◆ **Referring expression data**:
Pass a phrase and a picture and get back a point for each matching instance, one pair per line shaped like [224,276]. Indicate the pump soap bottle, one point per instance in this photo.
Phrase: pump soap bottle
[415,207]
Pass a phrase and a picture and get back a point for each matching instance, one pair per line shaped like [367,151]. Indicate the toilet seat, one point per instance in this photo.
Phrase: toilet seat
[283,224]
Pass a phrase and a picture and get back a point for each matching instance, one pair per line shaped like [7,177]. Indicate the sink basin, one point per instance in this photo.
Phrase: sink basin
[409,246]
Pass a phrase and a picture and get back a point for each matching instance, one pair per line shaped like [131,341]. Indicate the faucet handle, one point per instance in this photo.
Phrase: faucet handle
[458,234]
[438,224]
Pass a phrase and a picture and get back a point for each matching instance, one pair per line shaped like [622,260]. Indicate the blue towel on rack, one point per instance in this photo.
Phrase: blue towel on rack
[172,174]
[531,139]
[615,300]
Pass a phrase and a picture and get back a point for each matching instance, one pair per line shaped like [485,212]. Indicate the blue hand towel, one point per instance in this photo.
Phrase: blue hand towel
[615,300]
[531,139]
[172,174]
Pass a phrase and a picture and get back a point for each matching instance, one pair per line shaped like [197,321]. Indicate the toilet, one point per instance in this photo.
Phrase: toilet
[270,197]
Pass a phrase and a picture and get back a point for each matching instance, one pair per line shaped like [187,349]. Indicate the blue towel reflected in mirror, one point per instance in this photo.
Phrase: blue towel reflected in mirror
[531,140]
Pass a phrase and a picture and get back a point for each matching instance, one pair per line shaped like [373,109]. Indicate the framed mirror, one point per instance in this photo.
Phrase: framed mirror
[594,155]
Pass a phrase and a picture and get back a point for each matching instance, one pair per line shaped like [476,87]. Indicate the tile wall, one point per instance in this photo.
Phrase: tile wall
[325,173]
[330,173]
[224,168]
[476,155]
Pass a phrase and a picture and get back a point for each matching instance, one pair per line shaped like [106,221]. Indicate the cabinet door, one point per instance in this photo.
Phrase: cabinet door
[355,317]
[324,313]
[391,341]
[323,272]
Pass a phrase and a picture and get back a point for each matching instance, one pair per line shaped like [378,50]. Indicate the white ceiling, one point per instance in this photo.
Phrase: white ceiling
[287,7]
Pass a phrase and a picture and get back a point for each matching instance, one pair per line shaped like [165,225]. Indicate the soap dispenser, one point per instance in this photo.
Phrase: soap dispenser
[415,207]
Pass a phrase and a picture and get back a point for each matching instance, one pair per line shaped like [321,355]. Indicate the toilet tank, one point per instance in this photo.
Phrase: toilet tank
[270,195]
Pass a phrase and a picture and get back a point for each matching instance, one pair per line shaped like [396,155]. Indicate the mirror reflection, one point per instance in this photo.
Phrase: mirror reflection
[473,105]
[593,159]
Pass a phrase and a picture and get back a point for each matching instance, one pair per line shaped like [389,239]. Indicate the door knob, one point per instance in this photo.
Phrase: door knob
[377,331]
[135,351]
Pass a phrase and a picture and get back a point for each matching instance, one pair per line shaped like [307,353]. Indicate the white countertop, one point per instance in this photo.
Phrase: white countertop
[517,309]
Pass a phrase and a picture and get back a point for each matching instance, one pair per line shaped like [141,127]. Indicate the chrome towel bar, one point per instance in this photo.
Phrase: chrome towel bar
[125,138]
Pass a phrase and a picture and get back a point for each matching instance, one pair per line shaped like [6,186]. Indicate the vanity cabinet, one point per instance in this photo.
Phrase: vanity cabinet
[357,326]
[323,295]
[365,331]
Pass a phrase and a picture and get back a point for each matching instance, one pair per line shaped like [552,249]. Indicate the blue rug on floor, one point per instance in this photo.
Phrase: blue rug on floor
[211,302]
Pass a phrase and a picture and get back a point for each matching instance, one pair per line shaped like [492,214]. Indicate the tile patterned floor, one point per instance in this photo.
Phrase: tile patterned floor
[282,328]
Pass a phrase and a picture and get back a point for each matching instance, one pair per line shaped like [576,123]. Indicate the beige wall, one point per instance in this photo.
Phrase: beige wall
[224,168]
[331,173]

◆ **What is being asked**:
Retype the records above in full, exactly.

◆ **Output for this exercise**:
Pass a phrase and a picture and get back a point for each matching instance, one pair per line shaped like [224,276]. Indicate the pump soap bottle, one point per instance in this photo.
Phrase: pump soap bottle
[415,207]
Pass a phrase and a picture and get back a point for each matching instance, one pair per line shaped like [367,151]. Indicate the toilet seat, one point per instance in this photo.
Phrase: toilet seat
[283,224]
Pass a phrase and a picture and get back a point for each matching instance, one pair per line shaped like [7,177]. Indicate the sink basin, one point per instance in this photo.
Phrase: sink basin
[409,246]
Pass a phrase and a picture and get back a point for each matching instance, one pair per line shaped like [131,341]. Indicate the faucet handle, one point per instance in this photo.
Phrase: faucet handle
[458,234]
[438,224]
Pass a phrase and a picture and get back a point for each matching instance, one pair per line shaped like [622,260]. Indicate the blue towel on rack, one point per instance in this photo.
Phrase: blue towel on rack
[172,174]
[531,139]
[615,300]
Pass a phrase and a picture and get back a point for each matching instance, one pair per line shaped like [485,212]. Indicate the blue hand towel, one point per instance in this photo.
Phrase: blue hand towel
[615,300]
[531,139]
[172,174]
Pass a phrase and a picture and get back a point for each matching instance, one pair per line shaped like [197,321]. Indicate the toilet, one point per instance in this photo.
Phrase: toilet
[270,197]
Pass a phrase and a picture and get back a point for each matching instance, one pair per line shaped like [187,349]. Indicate the blue towel reflected in mirror, one point per instance in this photo.
Phrase: blue towel reflected in mirror
[531,140]
Pass a phrase and a picture and get back a point for each matching instance, one pair per line shaped like [373,109]. Indicate the framed mirror, one point per instance in this photo.
Phrase: framed mirror
[594,155]
Pass a phrase and a picture and get back a point for each matching instance, one pair per line shaped like [476,87]. Indicate the tile wall, one point per instance in this photo.
Phrase: tile wall
[325,173]
[330,173]
[224,168]
[476,155]
Pass a phrase and a picture and get back a point for each matching instance, one pair per line shaped like [106,221]. Indicate the cabinet door, one point per instance in this photo.
Phrase: cabinet door
[355,317]
[324,313]
[391,341]
[323,272]
Pass a phrase and a picture and get back a point for each matching instance, one pair per line shaped like [378,50]. Indicate the white ceiling, one point per instance in this photo.
Phrase: white ceiling
[287,7]
Pass a phrase and a picture and get back a point for each matching instance, one pair per line shaped like [165,225]. Indicate the soap dispenser, one point per instance in this photo.
Phrase: soap dispenser
[415,207]
Pass a phrase and a picture and get back a point for each matching instance, one pair per line shaped like [321,355]. Indicate the toilet tank, one point per instance in this photo.
Phrase: toilet tank
[270,195]
Pass a phrase and a picture and get back a point for each matching instance, one pair per line shaped like [396,155]. Indicate the mirror reflection, one point per instance in this photo.
Phrase: mirror reflection
[473,105]
[593,159]
Pass a phrase and a picture and get back a point for each matching instance, one pair per line shaped like [389,239]. Indicate the door knob, one point per instance in this photo.
Phrase: door knob
[377,331]
[135,351]
Pass a phrase and a picture and get back a point for each matching instance, one pair per line shaped like [307,353]. Indicate the white countertop, one point per instance in this photo.
Phrase: white countertop
[517,309]
Pass a phrase and a picture and get back a point for each matching instance, one pair per line shaped like [141,127]. Indicate the chrome towel bar, one point per instance in this photo.
Phrase: chrome towel bar
[125,138]
Pass a phrase and a picture and get back a point for each matching instance, one pair per line shaped like [6,186]. Indicate the vanity cabinet, one point per instance in this photo.
Phrase: vanity cabinet
[357,326]
[323,295]
[365,331]
Pass a phrase and a picture and get back a point for each matching instance, one pair per line shaped like [552,249]. Indicate the blue rug on floor, one point per instance in this photo.
Phrase: blue rug on floor
[211,302]
Pass a phrase and a picture and get back a point for each matching instance, one pair per line shaped like [492,214]. Indicate the tile patterned floor, one point per instance in this photo.
Phrase: tile patterned floor
[282,328]
Pass a phrase and a picture and get back a point for each matching instance, one pair per line shaped like [576,123]. Indicate the beige wall, one point per instance in this photo.
Phrase: beige wall
[224,168]
[331,173]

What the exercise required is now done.